Take the entries below and print only the lines from the one with "column 604, row 94" through the one with "column 544, row 232", exactly as they stand, both ends included.
= = = = = = =
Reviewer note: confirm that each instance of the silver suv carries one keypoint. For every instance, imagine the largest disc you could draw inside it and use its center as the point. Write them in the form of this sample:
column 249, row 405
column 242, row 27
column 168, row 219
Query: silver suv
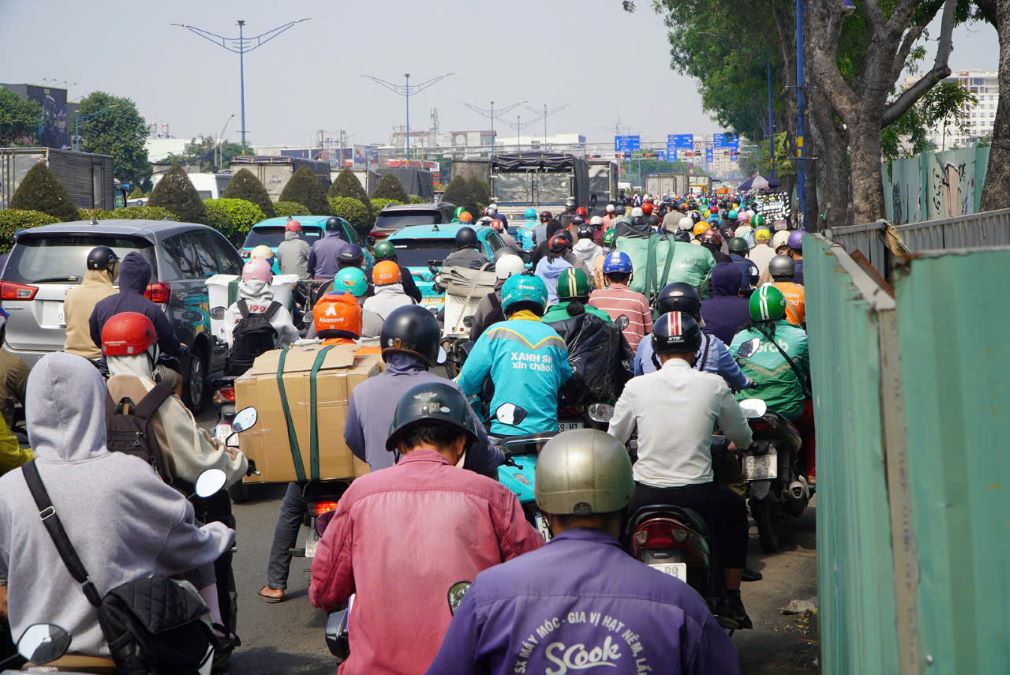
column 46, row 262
= = = = = = =
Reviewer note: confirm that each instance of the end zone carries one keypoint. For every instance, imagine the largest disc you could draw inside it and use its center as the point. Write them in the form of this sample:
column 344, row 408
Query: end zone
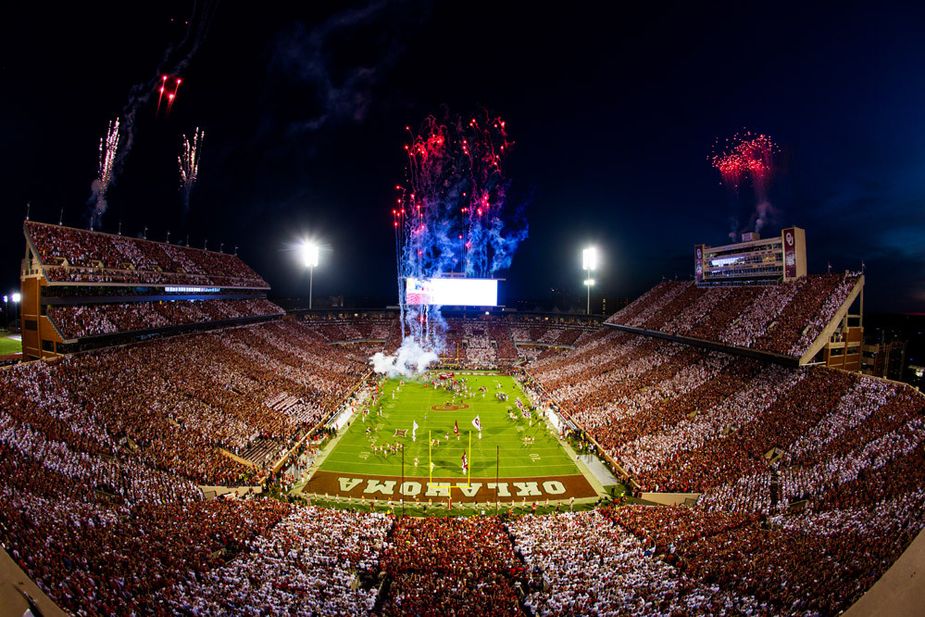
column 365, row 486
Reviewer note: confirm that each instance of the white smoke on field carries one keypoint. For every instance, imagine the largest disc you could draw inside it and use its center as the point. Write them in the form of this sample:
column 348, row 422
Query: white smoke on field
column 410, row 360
= = = = = = =
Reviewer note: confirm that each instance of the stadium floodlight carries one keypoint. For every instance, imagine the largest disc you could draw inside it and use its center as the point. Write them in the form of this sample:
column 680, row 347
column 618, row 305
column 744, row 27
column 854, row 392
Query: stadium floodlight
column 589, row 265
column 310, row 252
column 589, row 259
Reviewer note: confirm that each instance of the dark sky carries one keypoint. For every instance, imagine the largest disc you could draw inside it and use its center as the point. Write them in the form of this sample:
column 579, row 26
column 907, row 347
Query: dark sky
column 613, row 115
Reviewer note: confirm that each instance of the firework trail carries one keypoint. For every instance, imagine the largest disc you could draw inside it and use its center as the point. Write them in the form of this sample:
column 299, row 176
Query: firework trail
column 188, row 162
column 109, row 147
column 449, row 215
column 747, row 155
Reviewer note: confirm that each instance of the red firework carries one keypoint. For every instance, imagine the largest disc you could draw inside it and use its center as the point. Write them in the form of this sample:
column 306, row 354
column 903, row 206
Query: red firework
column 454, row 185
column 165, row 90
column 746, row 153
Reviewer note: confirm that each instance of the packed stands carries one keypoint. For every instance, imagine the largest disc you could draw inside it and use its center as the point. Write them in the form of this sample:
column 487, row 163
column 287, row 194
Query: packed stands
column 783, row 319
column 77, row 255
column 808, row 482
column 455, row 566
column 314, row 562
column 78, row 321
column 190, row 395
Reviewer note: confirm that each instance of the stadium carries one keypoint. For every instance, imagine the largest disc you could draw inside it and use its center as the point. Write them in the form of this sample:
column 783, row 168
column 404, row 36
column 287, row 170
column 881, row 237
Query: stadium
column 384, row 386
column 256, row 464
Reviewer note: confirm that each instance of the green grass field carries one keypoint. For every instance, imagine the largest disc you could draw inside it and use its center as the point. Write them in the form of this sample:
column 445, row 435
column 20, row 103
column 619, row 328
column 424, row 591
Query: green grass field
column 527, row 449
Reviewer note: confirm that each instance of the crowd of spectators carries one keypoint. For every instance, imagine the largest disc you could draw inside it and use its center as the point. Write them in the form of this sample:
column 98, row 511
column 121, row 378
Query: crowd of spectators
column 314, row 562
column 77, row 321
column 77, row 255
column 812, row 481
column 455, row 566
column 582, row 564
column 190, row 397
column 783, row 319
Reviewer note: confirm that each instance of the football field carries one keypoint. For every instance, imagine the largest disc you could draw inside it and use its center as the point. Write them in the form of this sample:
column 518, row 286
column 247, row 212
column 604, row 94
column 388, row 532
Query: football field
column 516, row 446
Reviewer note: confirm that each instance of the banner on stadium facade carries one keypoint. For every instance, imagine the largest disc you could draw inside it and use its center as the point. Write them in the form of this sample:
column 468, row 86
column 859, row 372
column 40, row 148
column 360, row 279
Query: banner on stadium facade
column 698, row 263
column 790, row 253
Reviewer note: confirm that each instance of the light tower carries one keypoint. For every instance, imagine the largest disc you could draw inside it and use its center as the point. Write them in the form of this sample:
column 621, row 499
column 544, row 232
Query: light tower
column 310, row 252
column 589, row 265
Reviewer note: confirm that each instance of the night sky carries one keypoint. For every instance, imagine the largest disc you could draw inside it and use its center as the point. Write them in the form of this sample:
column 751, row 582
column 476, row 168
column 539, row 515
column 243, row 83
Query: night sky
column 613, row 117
= = = = = = =
- **Response to the task**
column 604, row 94
column 388, row 532
Query: football field
column 516, row 446
Reviewer note: confirm that each instance of the banner on stadium facade carries one keypoint. For every instance, imagine the largest disc you could draw inside it and use its center as the point. Write them in the form of this sample:
column 468, row 86
column 859, row 372
column 40, row 148
column 360, row 279
Query: banner on stadium facade
column 698, row 263
column 790, row 253
Reviewer note: confirm that each instance of the light tower carries one keypoint. For every instance, imagine the largest disc you could draw inside it and use its center as the point. Write them in the form of this sample:
column 621, row 499
column 544, row 232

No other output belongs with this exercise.